======== Supplied material ========
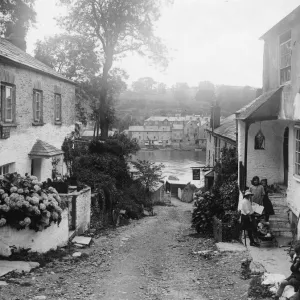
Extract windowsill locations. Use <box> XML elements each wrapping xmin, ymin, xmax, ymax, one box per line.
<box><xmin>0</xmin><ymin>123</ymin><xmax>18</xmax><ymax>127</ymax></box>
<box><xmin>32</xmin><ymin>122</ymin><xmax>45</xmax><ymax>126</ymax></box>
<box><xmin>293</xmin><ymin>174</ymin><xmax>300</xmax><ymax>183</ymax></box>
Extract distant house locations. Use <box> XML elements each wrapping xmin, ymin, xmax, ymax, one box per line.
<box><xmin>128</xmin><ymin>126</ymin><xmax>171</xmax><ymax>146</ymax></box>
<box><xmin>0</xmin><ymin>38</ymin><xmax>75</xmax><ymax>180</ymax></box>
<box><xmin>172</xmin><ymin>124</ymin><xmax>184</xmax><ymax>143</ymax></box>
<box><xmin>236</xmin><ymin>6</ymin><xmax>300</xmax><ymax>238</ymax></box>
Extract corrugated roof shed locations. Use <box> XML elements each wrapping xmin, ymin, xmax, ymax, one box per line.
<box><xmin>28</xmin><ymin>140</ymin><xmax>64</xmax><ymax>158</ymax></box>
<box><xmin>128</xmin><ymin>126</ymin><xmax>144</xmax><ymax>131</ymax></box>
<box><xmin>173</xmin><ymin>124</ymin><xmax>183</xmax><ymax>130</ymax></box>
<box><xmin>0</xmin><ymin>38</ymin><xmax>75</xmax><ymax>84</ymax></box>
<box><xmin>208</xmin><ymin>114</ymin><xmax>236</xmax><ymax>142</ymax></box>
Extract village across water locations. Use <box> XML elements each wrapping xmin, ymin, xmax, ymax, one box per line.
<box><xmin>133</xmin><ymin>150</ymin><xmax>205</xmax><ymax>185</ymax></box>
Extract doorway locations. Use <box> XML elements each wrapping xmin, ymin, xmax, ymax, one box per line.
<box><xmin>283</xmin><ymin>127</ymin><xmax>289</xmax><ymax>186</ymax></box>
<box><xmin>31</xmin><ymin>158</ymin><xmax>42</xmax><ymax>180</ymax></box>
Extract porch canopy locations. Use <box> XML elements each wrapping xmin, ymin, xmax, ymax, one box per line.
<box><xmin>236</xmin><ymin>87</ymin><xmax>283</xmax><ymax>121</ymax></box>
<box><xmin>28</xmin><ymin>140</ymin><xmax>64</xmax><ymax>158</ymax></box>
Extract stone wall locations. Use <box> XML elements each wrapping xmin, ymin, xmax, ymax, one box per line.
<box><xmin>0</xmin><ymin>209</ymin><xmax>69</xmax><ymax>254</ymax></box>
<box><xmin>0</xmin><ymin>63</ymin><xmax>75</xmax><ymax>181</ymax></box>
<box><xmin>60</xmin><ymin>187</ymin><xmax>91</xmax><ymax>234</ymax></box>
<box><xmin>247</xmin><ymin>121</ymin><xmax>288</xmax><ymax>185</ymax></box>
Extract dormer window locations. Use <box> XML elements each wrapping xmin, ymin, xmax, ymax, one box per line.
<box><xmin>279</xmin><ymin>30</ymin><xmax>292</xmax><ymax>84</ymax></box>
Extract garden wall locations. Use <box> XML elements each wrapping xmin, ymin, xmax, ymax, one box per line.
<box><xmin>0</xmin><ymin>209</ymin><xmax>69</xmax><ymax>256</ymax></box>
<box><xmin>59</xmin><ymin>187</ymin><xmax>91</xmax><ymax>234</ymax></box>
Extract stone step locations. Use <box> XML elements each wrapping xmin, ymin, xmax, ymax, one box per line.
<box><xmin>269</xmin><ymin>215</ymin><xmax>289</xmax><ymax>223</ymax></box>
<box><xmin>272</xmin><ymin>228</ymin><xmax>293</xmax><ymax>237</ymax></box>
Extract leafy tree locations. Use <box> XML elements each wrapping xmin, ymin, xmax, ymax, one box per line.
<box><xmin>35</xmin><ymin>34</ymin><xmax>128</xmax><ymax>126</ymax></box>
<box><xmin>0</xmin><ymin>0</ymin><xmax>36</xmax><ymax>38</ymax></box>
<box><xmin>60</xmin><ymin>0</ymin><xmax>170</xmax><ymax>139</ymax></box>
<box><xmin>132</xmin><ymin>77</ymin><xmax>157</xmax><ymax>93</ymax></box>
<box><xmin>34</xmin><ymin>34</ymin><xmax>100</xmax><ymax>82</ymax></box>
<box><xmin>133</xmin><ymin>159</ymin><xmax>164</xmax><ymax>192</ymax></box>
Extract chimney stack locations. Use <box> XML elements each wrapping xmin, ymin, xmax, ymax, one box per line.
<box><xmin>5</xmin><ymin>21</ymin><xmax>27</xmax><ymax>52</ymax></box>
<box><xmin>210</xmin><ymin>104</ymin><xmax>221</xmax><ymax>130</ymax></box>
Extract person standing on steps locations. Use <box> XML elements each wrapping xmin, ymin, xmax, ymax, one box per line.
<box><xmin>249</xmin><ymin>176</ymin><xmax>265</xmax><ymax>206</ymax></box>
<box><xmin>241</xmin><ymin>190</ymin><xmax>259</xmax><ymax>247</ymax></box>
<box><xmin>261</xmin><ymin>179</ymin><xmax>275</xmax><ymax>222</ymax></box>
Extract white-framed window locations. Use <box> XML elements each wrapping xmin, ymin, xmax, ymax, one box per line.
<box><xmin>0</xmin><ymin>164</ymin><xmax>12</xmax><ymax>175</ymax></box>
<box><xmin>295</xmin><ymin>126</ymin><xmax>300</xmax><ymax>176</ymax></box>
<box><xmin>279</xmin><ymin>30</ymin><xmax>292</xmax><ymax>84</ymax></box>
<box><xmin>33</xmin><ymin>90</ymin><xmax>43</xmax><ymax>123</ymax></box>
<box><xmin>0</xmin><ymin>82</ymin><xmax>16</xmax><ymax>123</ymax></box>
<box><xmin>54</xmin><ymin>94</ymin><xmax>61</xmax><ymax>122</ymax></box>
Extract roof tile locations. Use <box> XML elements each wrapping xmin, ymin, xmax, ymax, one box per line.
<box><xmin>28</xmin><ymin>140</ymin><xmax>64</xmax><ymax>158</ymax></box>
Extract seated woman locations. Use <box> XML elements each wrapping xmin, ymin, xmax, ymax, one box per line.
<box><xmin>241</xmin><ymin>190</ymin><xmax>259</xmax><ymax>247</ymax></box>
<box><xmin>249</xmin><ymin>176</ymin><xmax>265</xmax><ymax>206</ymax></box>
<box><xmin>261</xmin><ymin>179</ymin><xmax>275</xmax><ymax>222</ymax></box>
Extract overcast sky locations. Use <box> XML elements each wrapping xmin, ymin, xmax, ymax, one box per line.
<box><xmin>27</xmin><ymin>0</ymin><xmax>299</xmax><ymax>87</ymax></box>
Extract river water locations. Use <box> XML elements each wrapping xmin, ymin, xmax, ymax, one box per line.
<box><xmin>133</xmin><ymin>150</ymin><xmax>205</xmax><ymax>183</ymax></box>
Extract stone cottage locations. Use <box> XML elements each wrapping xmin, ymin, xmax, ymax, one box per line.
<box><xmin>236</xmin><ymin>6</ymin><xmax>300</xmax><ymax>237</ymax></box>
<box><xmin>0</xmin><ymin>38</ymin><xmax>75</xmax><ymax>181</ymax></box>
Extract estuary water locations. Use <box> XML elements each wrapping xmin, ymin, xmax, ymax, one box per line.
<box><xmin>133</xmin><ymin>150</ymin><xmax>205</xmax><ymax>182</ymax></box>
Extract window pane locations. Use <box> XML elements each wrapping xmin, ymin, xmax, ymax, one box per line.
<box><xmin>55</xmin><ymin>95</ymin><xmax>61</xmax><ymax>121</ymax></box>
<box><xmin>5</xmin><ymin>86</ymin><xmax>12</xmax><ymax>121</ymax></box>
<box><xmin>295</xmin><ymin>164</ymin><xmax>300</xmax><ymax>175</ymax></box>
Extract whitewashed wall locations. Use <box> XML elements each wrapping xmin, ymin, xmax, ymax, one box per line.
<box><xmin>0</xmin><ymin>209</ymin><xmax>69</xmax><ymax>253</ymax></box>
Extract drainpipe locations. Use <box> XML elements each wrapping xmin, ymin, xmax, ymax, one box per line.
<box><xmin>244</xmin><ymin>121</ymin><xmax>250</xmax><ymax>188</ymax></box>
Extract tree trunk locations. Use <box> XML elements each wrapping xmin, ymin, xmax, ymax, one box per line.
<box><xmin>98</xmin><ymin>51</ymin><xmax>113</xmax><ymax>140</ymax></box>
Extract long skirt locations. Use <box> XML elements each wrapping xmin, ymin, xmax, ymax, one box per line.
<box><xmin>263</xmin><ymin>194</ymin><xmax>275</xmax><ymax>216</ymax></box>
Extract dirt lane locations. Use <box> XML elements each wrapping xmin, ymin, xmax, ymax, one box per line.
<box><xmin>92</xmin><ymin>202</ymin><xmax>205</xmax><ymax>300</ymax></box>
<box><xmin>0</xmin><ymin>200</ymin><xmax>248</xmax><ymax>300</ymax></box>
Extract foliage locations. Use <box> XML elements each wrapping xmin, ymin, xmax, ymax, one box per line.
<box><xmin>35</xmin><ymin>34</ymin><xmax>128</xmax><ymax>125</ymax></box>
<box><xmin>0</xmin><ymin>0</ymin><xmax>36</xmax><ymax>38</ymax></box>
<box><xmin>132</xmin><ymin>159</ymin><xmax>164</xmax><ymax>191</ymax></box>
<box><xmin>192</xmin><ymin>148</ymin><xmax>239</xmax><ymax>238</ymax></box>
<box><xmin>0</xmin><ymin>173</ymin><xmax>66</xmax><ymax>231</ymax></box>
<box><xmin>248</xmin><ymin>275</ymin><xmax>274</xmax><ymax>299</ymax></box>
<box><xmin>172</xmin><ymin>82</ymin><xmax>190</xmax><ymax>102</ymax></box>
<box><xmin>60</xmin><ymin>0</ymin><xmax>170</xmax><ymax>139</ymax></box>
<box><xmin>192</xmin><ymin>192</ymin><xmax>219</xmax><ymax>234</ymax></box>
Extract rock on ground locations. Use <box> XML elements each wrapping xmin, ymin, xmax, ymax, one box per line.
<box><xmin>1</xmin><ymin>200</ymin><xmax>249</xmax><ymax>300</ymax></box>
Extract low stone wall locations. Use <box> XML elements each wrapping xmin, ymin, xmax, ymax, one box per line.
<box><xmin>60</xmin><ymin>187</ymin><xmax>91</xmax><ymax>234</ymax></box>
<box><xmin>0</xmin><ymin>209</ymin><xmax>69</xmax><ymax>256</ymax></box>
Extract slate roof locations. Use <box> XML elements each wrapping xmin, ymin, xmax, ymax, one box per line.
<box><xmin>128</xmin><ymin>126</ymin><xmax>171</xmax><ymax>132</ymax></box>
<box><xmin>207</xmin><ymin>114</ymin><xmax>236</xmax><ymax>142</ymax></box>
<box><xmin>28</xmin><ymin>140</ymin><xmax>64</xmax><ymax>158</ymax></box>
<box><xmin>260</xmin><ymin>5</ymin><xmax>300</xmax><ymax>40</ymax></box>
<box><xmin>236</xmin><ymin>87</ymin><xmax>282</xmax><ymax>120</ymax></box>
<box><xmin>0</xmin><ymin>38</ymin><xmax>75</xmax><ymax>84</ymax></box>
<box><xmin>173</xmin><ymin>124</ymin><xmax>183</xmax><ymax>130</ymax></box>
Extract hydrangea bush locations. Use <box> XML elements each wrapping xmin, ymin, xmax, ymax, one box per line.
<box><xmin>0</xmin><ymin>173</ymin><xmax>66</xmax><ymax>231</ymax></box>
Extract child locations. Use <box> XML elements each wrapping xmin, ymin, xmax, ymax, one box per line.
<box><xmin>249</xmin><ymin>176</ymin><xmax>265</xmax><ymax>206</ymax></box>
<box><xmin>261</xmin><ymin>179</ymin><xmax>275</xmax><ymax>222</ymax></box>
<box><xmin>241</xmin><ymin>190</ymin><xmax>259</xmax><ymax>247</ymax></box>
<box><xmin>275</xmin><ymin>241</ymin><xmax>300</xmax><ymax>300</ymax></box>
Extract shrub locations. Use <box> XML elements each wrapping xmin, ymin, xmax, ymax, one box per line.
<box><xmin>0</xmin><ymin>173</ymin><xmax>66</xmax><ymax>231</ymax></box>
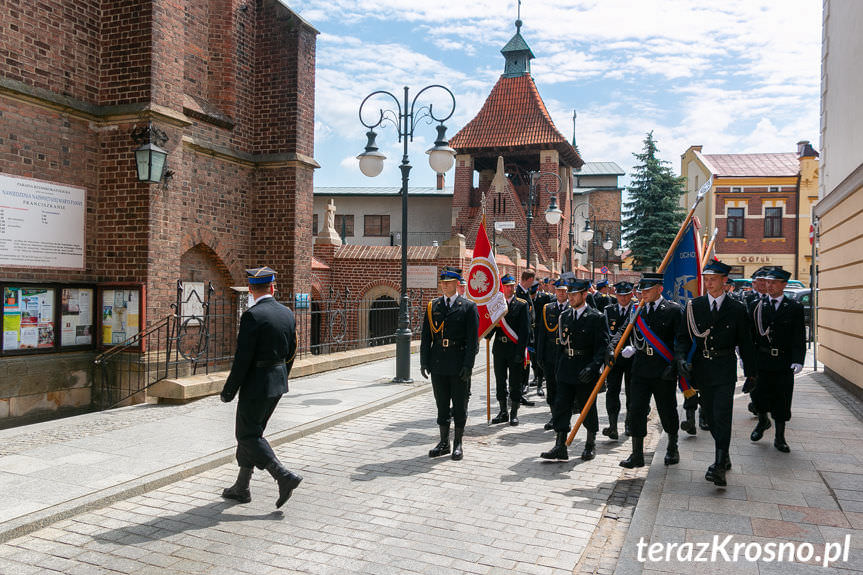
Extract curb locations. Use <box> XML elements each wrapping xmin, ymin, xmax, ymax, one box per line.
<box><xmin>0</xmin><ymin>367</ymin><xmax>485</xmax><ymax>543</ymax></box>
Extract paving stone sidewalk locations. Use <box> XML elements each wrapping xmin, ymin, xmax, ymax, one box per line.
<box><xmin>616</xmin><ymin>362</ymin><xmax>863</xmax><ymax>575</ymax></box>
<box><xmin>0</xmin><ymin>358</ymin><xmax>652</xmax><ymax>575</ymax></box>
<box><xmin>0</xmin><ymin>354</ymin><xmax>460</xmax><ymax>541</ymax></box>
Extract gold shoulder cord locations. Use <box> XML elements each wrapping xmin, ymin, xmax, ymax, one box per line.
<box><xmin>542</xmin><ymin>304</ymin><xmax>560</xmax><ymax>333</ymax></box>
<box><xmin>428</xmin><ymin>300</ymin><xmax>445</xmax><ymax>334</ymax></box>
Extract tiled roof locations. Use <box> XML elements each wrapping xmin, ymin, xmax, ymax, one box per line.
========
-- What this task involves --
Return every line of the listing above that contains the string "stone", matching case exactly.

-- Task answer --
Extract stone wall locations. Use <box> XML elements each wrapping xmin, ymin, xmax, ymax, one box per line.
Extract stone step locations. Use <box> XML elements each wrapping xmin, ymin, xmax, ymax, one box per line.
Extract stone cottage locations. Use <box> XML elements each wrapping xmin, ymin, xmax, ymax, one box per line.
Extract low stone wall locations. Use <box> XML elements each wrapping xmin, ymin, xmax, ymax, one box per line.
Extract paving stone sidewalk locations. Use <box> XML elements each wrapping xmin, ymin, xmax, ymax, one box per line.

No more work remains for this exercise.